--- start Text passage ---

The mesh quality of mesh No. 5 was evaluated using OpenFOAM tool checkMesh. Maximum aspect ratio was equalled to 183.787. This value was determined by near wall elements. Maximum mesh skewness equals 0.5907 and the average mesh non-orthogonality was 4.4997. The maximum value of mesh non-orthogonality was 38.573. The mesh consist of 5,535,000 volume elements. To perform mesh independency study different meshes was generated. Result of simulation with these meshes was presented in Table 2 and Table 3. The value of steady wall shear stress was picked to show mesh independency [16]. The mesh No. 5 was choose because the relative difference between previous (No. 4) and next (No. 6) mesh according to steady wall shear stress value was less than $2\%$.

3.2. Boundary Conditions

Simulations were further compared with measurements performed for 4 different Reynolds numbers (Table 4). Reynolds number was defined as following:

$$\mathrm{Re}=\frac{u_m·D}{\nu }.$$

(15)

The inlet velocity $u_m$ was assumed as uniform at the inlet with a specific turbulence intensity $Tu$. The inlet turbulence intensity was estimated using correlation in CFD software like FLUENT:

$$Tu=0.16·R{e}^{-0.125}.$$

(16)

Turbulent intensity Formula (16) is sufficient for CFD simulations [31] and used for nonturbulent flow in tubes [32,33]. For the laminar flow, there is no need to define the turbulent intensity because the results are independent from $Tu$ values. Therefore, $Tu$ values are only calculated for the Reynolds number where transitional flow is suspected.

Turbulent kinetic energy k and specific dissipation rate $\omega$ for the inlet was calculated using following correlations [18]:

$$k=\frac{3}{2}{\left(u_m·Tu\right)}^2,\omega =\frac{\sqrt{k}}{l},$$

(17)

where l is turbulent length scale defined by $l=0.07·D$.

For the $k-\omega SST$ turbulence model, an additional boundary condition needs to be applied. The value of ${\mathrm{Re}}_{\theta t}$ at the inlet cross section is calculated using the correlations presented in [34] for $Tu>1.3$:

$${\mathrm{Re}}_{\theta t}=331.50·{[Tu-0.5658]}^{-0.671}·F\left({\lambda }_{\theta }\right),$$

(18)

where

$$F\left({\lambda }_{\theta }\right)=1;{\lambda }_{\theta }=0.$$

(19)

Estimated ${\mathrm{Re}}_{\theta t}$ and $Tu$ values for different Reynolds numbers ware presented in

Table 5. Flow parameters used in numerical simulations.

Re	Inlet $\mathit{Tu}$ [%]	${\mathbf{Re}}_{\mathit{\theta }\mathit{t}}$
1680	6.3	102.4
2058	6.2	104.3
3108	5.9	108.4

. Other boundary conditions were:

• inlet k and $\omega$ calculated using inlet turbulence intensity $Tu$;
• no slip velocity on walls;
• no wall function for k, $\omega$ and ${\nu }_t$ fields;
• constant pressure at the outlet;
• no velocity change at the outlet.

--- end Text passage ---
--- start Dataset extract ---

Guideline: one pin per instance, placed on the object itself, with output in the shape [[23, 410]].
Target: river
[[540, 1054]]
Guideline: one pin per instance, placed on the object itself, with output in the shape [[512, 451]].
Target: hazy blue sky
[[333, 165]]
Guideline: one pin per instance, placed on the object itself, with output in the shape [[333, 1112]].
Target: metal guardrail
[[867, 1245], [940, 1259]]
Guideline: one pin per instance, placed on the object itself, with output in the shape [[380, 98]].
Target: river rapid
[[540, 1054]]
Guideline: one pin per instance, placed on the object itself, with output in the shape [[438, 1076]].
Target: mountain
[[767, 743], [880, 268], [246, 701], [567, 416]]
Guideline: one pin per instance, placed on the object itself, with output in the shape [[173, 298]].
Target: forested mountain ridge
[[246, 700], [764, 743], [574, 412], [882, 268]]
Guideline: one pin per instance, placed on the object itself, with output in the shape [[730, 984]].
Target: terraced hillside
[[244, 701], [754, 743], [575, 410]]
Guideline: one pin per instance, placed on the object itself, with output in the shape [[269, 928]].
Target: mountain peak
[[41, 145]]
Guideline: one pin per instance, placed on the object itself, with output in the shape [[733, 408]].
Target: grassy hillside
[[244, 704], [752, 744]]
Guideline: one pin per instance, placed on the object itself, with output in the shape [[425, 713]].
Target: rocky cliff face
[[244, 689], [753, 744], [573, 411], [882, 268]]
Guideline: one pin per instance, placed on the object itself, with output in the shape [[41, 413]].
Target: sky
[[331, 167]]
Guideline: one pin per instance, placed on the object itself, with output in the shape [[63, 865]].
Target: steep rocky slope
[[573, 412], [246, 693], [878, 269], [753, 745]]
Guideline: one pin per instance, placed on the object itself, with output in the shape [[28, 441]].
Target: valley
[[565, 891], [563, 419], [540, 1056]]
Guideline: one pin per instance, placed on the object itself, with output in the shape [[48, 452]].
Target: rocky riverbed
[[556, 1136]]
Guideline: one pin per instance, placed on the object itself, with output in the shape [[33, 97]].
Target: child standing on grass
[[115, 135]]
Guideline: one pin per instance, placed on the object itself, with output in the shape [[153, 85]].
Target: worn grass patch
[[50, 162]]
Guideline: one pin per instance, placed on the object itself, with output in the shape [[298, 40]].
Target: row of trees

--- end Dataset extract ---

:: Objective 1 ::
In the text passage, what was the maximum skewness of mesh No. 5?
:: Objective 2 ::
List every item in the text passage's list of other boundary conditions.

:: Written response 1 ::
0.5907

:: Written response 2 ::
- inlet k and ω calculated using inlet turbulence intensity Tu
- no slip velocity on walls
- no wall function for k, ω and νt fields
- constant pressure at the outlet
- no velocity change at the outlet